Items from a labeling collection:
----------------

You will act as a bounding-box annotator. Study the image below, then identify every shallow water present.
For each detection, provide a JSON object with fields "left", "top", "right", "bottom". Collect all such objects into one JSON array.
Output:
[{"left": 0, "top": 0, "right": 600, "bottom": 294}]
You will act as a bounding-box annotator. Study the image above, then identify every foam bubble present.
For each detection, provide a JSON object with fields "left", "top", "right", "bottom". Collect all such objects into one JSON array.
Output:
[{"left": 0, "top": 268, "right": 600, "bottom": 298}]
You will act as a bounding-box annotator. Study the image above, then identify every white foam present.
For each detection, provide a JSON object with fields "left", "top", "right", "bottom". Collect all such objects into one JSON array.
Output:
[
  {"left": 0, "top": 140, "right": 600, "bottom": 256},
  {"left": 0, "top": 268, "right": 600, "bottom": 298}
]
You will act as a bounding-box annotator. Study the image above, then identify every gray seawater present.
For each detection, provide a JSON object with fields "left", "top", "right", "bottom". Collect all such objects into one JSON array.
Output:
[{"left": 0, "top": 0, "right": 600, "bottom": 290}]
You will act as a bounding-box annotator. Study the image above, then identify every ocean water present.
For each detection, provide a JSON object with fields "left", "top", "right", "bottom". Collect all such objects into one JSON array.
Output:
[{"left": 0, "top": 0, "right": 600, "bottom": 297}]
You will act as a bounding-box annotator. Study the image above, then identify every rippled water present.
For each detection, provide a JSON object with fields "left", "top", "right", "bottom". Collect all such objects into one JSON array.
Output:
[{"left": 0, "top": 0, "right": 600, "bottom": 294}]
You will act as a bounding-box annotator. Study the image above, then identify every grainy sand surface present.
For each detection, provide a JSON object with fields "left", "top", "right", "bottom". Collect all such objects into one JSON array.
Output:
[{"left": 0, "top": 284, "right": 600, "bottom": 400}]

----------------

**The request:** Present every line of the listing above as a numbered list, skipping any blank lines.

**Task response:**
1. You will act as a bounding-box annotator. Study the image below, then identify every shallow water present.
2. For each detection, provide a JSON object with fields "left", "top", "right", "bottom". Collect all such objects into one JSON array.
3. Output:
4. [{"left": 0, "top": 0, "right": 600, "bottom": 294}]
5. You will act as a bounding-box annotator. Study the image above, then identify every foam bubble present.
6. For each detection, provide a JSON object with fields "left", "top", "right", "bottom". Collect all such objects into one JSON array.
7. Output:
8. [{"left": 0, "top": 268, "right": 600, "bottom": 298}]
9. You will act as a bounding-box annotator. Study the image above, then identify every white foam present.
10. For each detection, provide a JSON object with fields "left", "top", "right", "bottom". Collect all such objects into one JSON array.
11. Output:
12. [
13.   {"left": 0, "top": 140, "right": 600, "bottom": 256},
14.   {"left": 0, "top": 268, "right": 600, "bottom": 298}
15. ]
16. You will act as a bounding-box annotator. Study the image above, then identify every gray seawater present.
17. For each detection, provide a JSON object with fields "left", "top", "right", "bottom". Collect all such objects into one JSON array.
18. Output:
19. [{"left": 0, "top": 0, "right": 600, "bottom": 290}]
20. You will act as a bounding-box annotator. Study the image above, then identify every ocean water present.
21. For each detection, provide a JSON object with fields "left", "top", "right", "bottom". Collect all such objects into one JSON array.
22. Output:
23. [{"left": 0, "top": 0, "right": 600, "bottom": 297}]
24. You will act as a bounding-box annotator. Study the image above, then identify every rippled water present.
25. For each detection, provide a JSON object with fields "left", "top", "right", "bottom". Collect all such objects into one JSON array.
26. Output:
27. [{"left": 0, "top": 0, "right": 600, "bottom": 294}]
28. You will act as a bounding-box annotator. Study the image above, then identify every grainy sand surface present.
29. For each detection, provide a JSON object with fields "left", "top", "right", "bottom". Collect all such objects into one JSON array.
30. Output:
31. [{"left": 0, "top": 284, "right": 600, "bottom": 400}]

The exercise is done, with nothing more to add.